▶ [ASSIGNMENT]: Starting from the line that holds "Would you be", print each remaining line of the entries exactly, ending with the last.

▶ [DATA SUPPLIED]:
________________
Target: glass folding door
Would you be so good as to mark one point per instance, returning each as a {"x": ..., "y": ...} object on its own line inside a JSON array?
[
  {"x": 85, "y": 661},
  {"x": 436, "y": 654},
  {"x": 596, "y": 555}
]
________________
▶ [RESPONSE TO THE TASK]:
Would you be so good as to mark one point per instance, returning each as a {"x": ..., "y": ...} object on its own line inside a JSON array?
[
  {"x": 85, "y": 661},
  {"x": 436, "y": 654},
  {"x": 596, "y": 555}
]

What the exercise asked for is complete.